**Activities**
1. Answer these questions from the abstract on RNA structure visualization:
(a) Which chemical probing strategy does it name?
(b) Through which open-source tool are the new modules available?
(c) What makes interpreting data on mRNAs and lncRNAs challenging?
2. Carry on the abstract on visualizing RNA structures in IGV, starting after its final sentence.

**Passage to read**
____
Abstract
Every class of RNA forms base-paired structures that impact biological functions. Chemical probing of RNA structure, especially with the advent of strategies such as SHAPE-MaP, vastly expands the scale and quantitative accuracy over which RNA structure can be examined. These methods have enabled large-scale structural studies of mRNAs and lncRNAs, but the length and complexity of these RNAs makes interpretation of the data challenging. We have created modules available through the open-source Integrative Genomics Viewer (IGV) for straightforward visualization of RNA structures and associated and complementary experimental data. Here we present detailed and stepwise strategies for exploring and visualizing complex RNA structures in IGV. Individuals can use these instructions and supplied sample data to become adept at using IGV to visualize RNA structure models in conjunction with useful allied information.
____
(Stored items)
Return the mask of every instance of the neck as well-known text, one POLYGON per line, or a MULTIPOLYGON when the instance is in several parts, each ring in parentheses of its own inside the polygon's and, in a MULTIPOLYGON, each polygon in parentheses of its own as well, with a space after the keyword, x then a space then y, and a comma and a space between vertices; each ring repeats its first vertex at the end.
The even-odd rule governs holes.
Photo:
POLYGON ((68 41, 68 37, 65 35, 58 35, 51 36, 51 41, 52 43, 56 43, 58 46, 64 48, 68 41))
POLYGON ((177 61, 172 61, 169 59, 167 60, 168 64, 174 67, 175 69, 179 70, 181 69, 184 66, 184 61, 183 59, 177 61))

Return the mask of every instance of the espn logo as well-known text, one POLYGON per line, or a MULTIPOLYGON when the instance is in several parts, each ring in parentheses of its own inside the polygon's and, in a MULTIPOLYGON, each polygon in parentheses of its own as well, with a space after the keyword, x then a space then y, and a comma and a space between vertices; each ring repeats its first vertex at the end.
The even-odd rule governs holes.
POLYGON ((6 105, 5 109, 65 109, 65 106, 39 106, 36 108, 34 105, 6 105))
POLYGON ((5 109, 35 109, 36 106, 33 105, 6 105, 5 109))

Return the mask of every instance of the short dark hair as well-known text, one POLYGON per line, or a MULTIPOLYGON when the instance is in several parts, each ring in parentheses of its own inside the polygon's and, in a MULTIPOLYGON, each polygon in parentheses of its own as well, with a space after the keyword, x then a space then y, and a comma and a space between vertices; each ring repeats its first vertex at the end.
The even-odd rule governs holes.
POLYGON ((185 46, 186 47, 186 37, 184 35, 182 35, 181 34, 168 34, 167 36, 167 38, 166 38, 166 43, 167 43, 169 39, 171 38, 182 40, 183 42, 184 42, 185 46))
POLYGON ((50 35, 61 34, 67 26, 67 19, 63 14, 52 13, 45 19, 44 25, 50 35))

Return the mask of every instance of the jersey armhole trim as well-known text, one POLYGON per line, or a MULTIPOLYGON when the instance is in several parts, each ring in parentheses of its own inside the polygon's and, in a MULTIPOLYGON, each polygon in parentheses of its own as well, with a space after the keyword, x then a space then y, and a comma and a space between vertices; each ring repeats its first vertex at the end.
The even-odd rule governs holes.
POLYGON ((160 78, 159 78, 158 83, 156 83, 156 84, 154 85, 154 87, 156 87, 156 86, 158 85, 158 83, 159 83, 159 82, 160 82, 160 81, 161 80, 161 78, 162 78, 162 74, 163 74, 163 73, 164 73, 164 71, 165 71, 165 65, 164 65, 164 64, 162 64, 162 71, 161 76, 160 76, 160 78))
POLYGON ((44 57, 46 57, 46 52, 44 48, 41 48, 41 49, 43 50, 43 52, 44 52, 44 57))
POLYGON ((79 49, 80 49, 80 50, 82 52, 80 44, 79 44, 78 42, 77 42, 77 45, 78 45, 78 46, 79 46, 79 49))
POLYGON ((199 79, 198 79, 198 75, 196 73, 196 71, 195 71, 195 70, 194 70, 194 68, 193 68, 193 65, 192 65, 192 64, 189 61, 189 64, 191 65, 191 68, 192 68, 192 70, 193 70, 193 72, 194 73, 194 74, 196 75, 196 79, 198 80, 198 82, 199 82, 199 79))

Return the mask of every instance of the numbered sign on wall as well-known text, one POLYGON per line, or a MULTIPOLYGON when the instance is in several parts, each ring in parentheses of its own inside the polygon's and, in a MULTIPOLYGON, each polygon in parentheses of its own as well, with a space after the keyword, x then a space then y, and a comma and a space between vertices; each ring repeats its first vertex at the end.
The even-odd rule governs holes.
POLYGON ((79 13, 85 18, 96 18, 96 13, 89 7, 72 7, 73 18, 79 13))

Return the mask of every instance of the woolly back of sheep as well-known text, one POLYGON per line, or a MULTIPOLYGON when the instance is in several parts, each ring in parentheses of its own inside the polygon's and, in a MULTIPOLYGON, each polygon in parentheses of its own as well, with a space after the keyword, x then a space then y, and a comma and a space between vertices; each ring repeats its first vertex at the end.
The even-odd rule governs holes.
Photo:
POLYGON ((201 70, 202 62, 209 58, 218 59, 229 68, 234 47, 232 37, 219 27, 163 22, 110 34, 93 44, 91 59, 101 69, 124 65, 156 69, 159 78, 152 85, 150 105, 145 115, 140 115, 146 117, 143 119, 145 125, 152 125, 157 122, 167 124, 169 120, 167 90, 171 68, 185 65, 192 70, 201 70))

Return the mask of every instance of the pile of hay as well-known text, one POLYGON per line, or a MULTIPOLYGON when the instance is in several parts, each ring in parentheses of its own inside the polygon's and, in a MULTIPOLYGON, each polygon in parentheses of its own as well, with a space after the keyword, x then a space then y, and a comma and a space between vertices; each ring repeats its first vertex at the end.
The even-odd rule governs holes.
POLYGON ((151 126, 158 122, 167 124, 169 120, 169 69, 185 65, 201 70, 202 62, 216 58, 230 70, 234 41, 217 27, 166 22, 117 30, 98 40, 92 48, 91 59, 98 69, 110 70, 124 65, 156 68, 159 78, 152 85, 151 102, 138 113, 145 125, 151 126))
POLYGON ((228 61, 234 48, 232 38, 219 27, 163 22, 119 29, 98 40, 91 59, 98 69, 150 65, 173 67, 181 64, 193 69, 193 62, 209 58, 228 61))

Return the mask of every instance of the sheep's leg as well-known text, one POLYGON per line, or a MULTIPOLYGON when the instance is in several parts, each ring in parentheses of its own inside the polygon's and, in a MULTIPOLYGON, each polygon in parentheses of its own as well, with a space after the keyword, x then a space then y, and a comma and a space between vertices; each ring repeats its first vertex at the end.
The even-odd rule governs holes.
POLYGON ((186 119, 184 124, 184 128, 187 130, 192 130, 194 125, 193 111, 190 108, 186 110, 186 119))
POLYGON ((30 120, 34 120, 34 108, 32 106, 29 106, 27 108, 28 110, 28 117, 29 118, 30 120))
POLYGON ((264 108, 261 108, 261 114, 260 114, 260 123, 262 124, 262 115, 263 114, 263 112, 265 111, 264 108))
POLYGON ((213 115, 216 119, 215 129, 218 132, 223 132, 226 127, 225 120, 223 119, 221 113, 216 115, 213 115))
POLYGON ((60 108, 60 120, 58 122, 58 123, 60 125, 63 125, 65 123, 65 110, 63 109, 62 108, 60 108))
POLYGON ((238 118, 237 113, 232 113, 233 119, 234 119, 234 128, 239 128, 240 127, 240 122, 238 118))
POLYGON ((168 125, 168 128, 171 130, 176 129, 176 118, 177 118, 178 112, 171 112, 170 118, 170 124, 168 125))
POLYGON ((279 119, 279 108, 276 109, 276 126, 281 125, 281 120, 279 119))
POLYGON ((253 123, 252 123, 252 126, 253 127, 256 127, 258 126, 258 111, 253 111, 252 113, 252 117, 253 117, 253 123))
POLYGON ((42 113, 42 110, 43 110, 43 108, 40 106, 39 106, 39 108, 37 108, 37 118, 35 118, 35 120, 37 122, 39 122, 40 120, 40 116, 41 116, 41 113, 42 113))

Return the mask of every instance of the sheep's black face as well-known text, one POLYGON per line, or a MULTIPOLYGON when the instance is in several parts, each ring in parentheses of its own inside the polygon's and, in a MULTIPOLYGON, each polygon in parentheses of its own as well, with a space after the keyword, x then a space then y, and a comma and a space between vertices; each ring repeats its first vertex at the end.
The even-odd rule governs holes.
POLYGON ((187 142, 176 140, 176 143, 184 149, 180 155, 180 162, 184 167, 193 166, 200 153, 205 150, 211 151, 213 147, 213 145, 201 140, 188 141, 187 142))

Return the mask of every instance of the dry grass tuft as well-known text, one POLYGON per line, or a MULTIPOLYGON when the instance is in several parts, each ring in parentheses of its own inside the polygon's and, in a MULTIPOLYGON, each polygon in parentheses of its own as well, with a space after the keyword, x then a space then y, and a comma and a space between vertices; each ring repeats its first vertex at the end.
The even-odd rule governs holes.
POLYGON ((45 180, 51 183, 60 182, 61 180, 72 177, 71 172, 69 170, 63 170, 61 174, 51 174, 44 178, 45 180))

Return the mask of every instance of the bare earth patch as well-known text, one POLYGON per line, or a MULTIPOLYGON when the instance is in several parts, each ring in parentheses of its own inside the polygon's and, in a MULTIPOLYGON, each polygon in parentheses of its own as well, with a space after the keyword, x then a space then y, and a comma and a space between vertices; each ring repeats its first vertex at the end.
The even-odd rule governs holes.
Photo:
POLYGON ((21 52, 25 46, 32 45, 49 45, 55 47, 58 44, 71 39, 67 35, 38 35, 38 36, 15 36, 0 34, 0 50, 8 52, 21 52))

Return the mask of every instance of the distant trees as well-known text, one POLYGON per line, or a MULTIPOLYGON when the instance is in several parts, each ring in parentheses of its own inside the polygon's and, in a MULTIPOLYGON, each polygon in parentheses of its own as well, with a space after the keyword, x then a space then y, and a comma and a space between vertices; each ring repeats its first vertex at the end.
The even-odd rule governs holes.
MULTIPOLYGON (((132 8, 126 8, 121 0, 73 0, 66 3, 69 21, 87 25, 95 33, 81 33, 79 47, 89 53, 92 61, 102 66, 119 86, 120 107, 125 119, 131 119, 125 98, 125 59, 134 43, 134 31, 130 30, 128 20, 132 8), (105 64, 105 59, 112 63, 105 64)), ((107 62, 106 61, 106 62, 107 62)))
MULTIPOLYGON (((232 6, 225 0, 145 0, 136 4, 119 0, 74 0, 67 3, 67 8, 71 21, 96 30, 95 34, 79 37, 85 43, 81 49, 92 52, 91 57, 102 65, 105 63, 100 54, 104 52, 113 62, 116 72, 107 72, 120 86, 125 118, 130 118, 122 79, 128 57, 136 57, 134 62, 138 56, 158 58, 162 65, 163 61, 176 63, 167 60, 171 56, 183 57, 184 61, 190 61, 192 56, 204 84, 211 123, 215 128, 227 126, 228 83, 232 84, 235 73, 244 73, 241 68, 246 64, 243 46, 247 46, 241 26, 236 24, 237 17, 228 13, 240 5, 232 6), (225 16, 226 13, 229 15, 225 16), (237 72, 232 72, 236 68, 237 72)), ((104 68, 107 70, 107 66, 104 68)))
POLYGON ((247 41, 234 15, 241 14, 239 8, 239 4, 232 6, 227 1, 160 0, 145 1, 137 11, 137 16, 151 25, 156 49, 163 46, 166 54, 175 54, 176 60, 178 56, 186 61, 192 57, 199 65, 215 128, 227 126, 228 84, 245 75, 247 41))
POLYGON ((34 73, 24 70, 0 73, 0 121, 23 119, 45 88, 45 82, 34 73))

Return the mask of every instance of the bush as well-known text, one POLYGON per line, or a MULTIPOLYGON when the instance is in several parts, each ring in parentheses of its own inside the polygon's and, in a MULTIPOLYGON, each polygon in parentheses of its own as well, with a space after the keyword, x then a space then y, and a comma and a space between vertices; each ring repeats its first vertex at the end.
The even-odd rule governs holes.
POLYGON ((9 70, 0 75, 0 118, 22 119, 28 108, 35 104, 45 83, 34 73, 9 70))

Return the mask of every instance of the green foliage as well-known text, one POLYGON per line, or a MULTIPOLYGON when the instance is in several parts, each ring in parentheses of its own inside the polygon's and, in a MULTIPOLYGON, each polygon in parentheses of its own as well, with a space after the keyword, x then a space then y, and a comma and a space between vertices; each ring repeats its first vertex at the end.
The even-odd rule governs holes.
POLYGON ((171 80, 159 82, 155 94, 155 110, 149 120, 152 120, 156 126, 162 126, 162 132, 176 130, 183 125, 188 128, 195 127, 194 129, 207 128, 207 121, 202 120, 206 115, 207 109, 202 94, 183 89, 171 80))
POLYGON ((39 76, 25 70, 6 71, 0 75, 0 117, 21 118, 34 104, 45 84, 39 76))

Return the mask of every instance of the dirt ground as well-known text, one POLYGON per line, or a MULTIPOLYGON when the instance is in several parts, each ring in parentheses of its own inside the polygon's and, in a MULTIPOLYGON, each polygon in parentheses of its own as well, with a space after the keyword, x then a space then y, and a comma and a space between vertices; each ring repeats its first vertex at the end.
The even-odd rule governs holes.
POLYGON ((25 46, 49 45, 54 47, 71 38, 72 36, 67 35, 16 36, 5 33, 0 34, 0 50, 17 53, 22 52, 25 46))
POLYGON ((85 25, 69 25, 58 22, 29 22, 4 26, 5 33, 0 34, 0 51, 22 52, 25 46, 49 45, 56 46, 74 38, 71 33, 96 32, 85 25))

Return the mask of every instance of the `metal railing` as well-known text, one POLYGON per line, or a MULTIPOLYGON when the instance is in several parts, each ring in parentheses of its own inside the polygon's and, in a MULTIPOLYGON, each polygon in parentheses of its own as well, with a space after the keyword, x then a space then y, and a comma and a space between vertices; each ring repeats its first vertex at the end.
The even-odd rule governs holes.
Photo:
____
**Outputs for the tasks**
1.
(a) SHAPE-MaP
(b) The Integrative Genomics Viewer (IGV)
(c) The length and complexity of these RNAs

2.
Keywords: RNA structure, lncRNA, mRNA, Integrative Genomics Viewer, SHAPE-MaP, base pairing
1. Introduction
RNA, like DNA, forms base-paired structures, as was first conclusively demonstrated for a simple synthetic helix in 1956 [1] and for tRNA in 1974 [2]. The secondary structures of RNAs of every class (including tRNA, rRNA, sRNA, miRNA, mRNA, and lncRNA) have been implicated in the biological functions of these RNAs [3–5]. Chemical or enzymatic probing of RNA in conjunction with thermodynamically-informed structure modeling has a long and successful history of defining structure models for RNAs not amenable to crystallization and for RNAs under biologically relevant or experimentally varied solution and cellular conditions [6]. Advances in RNA structure probing technologies such as SHAPE-MaP have facilitated studies of complex mRNAs [7], lncRNAs [8], and viral RNAs [9, 10]. These RNA molecules are often thousands of nucleotides in length, presenting notable challenges in data visualization and interpretability.
To enable efficient examination of the structures of long RNAs, we have created visualization modules for the Integrative Genomics Viewer (IGV). IGV is cross-platform and open-source software that supports visualization of diverse experimental data, especially from studies using arrays and high-throughput sequencing readout strategies [11]. IGV was developed to flexibly display genomic, clinical, and experimental data with an emphasis on integrative and interactive analyses. The software allows visual comparison of many types of experiments and is quite responsive to user interaction.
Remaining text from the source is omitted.